-2

I need to generate a hashed string(md5 or sha-1 or whatever) which doesn't contain a comma or next line because I'm storing with some more data in a csv file. I've tried, after generating md5 normally, replacing all occurrences of ',' and '\n' by String.replace, but somehow, there are still some newline characters or some characters that behave like newline. Is there a way, to generates only alphabets and numbers in the string while encrypting?

Edit: I realised that what I am asking for is a bad thing because it'll make 'abcd,' and ',abcd' same, as pointed out by GhostCat. Actually, it's not production environment and I just need some of hashing that produces consistent result for each input, and to be able to save it in csv files.

This is my code.

    public static String hashPassword(String password)
    {
        MessageDigest md=null;
        try {
            md=MessageDigest.getInstance("MD5");
        } catch (NoSuchAlgorithmException e) {
            e.printStackTrace();
        }
        String passwd=new String (md.digest(password.getBytes()));

        //To convert it to ',' so that it'll be removed with other ',''s
        passwd=passwd.replace('\n',',');
        passwd=passwd.replace(",","");
        return passwd;
    }
Naveen Attri
  • 96
  • 2
  • 13

2 Answers2

2

Don't use new String() or getBytes() without specifying an encoding. As soon as you move to a different platform (with a different default encoding), that will blow up spectacularly.

The safest way would be to convert the bytes to a hex string, although that will also double the size needed to store it. E.g. (using UTF-8 as encoding)

BigInteger foo = new BigInteger(md.digest(password.getBytes("UTF-8"))); 
String hex = foo.toString(16);

Note that the example code is not "production grade", see comments.

= Exercise task 1 =
Can you repeat the passage of the MD5 hashing thread from "Don't use new" up to and including "UTF-8 as encoding)", word for word?
= Exercise task 2 =
How would the thread on MD5 hashing in Java go on from its last sentence? Write the continuation.

= Recorded information =
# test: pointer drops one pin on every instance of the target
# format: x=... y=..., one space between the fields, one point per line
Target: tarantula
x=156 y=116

= Task output 1 =
Don't use new String() or getBytes() without specifying an encoding. As soon as you move to a different platform (with a different default encoding), that will blow up spectacularly.

The safest way would be to convert the bytes to a hex string, although that will also double the size needed to store it. E.g. (using UTF-8 as encoding)

= Task output 2 =
Kayaman
  • 72,141
  • 5
  • 83
  • 121
  • 1
    I used `passwd= HexBin.encode(md.digest(password.getBytes()));`. Though its not exactly your solution,but I got this from your solution, where you wrote about converting to hex string. Thanks a lot. – Naveen Attri Nov 27 '16 at 20:55
  • 2
    I would prefer `new BigInteger(sign, magnitude)`, with a sign of 1. And in any case the returned string should have the same length, which `BigInteger.toString` doesn't guarantee. – Roland Illig Nov 27 '16 at 21:00
  • @NaveenAttri Yes, the `BigInteger` was just the first method that came to mind without using 3rd party libraries. – Kayaman Nov 27 '16 at 21:05
  • ...and even that was faulty, thanks @RolandIllig for the pointers. – Kayaman Nov 27 '16 at 21:06
  • 1
    Java 8 has a [Base64](https://docs.oracle.com/javase/8/docs/api/java/util/Base64.html) class which should be used in preference to hex encoding solutions. – President James K. Polk Nov 28 '16 at 00:34
  • @JamesKPolk True, but that will allow those commas that we were trying to get rid of. – Kayaman Nov 28 '16 at 06:54
  • There are no commas in the base64 alphabet. However, if you really only want letters and numbers then hex encoding is probably best. – President James K. Polk Nov 28 '16 at 13:09
0

Sounds like the wrong approach to me.

The point is: when hashing things, every bit of input and output is important! Just removing some arbitrary output elements because they give you trouble in your file format representation ... is not the way to go.

You see, at some point you want to compare two hashes, and I am pretty sure that you want

hash1: abcdf,

and

hash2: ,abcdf

to be different. When you just drop those values you don't like ... you wont be able to do that any more!

So, when you look here, the real answer is:

Fields containing line breaks (CRLF), double quotes, and commas should be enclosed in double-quotes.

In other words: your code that reads/writes values to CSV should be able to deal with those , and new lines. If not, your CSV parser is the problem.!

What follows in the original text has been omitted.